_PROMPT_.
Please resume the essay below about Shalimar Hair Gel and perfumed luxuries, carrying it on from its last sentence.

_TEXT EXTRACT_.

* Begin *

Just look at it.
In the mail the other day came a most extravagant package. Embarrassed to open it, yet seething with pleasure at the contents – which I shall not reveal in all their entirety right now – the most thrilling creature inside this wrapped up, beautifully thought out, and entirely uncalled for box, was surely Shalimar Hair Gel.
Yes, Shalimar Hair Gel. You did in fact read that correctly. And look at the bottle! Like some nubile Egyptian amphor by way of Alphonse Mucha, the blue, exquisite container surely makes the Shalimar lover quake in his slippers: begin to doubt the beauty of the perfume and eau de toilette bottles themselves…………………………surely this blue, hypnotic, elegantly tall creation should have, instead, been the bottle? (this is never leaving my permanent collection).
The Oxford Dictionary defines the word ‘luxury’ as being
“The state of great comfort, and extravagant living”
“An inessential, desirable item that is expensive, or difficult, to obtain.”
Both these descriptions aptly seem, surely, to apply to this elegant ‘bath product’ that seems entirely extravagant, luxuriant, and, to the everyday, workaday, mortal, completely inessential.
Where perfume itself often seems so very profligate; so pure indulgence: auxiliaries: those body creams, and talcs, and bath oils, and powders and shower gels and deodorants and body mists seem surely more so: so excessive; so damn delectably superfluous, guilt-ridden, even.
You will not be even remotely surprised to know though that I spent half my student loans at university on such sweet nourishing trifles. The amount of money that I gave out in order to maintain my Calvin Klein Obsession For Men body product obsession was quite honestly mindblowing: I was a living, barely breathing bonbon: my first true perfumed love as I rocked my oriental in deliberately provocative excess – pouring them down over my young body like an emperor, reeking out the stairwells; creating quite a reputation, smelling, and I know I did: gorgeous.

* End *

_DATASET SECTION_.
* Begin *

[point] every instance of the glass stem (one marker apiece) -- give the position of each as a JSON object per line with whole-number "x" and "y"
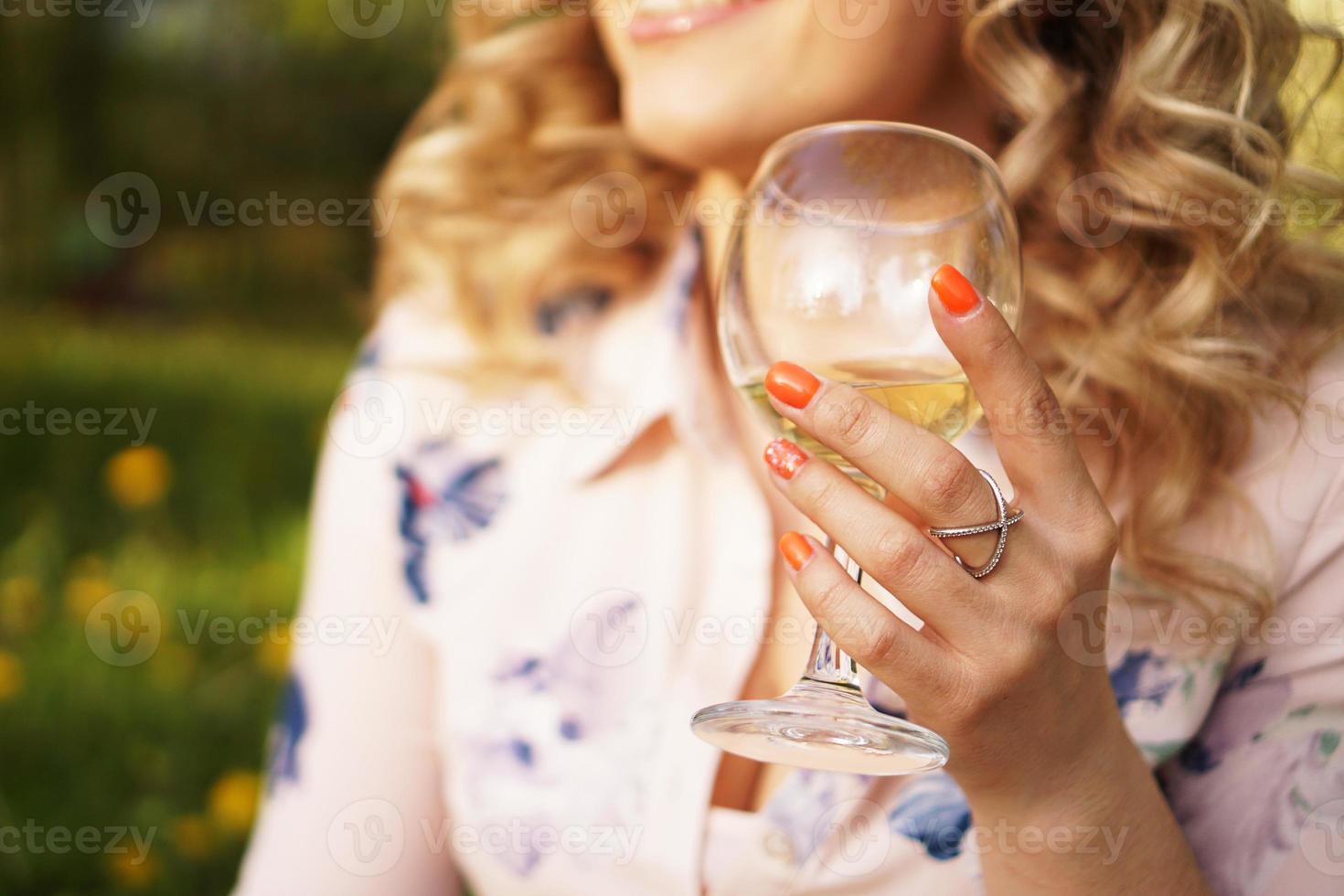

* End *

_EXERCISE RESULT_.
This is the first time I have ever owned, or even owned a perfumed hair gel, mind you. I have seen Chanel N°5 hair perfuming sprays before, those brumes that must adorn the horse-kept, ribboned locks of kept, unquestioning, fine Parisians, but this is the first time for sure that I have seen a perfumed gel.
Gels, I have been using since I was a teenager. And they always come in tubes; cheap tubes of pliable soft plastic, with names on them written squarely across them like L’Oréal; or Schwarzkopf; or Boots. Squeezy tubes you add to your strands at the end as a touch-up, to lock things in place ( not that I have all so much thickened foliage up there these days to worry about maning and taming…….)
Still, that a hair gel should smell so delicious; and be housed in such a glass bottle; and that it should wing its way to my house here in Japan all the way from America, strikes me as very glorious.
How has this product been kept under wraps all this time? It smells like pure Shalimar blue-tinged perfection: all that you love about that scent without the weird leather-bergamot harsh contradictions of some recent batches. Just the soft vanillic-ness: the heart you knew all along from vintage, the classic Shalimar smell essentially, yet there dripping; fresh; unguently, waiting to just be manipulated there, right onto your head.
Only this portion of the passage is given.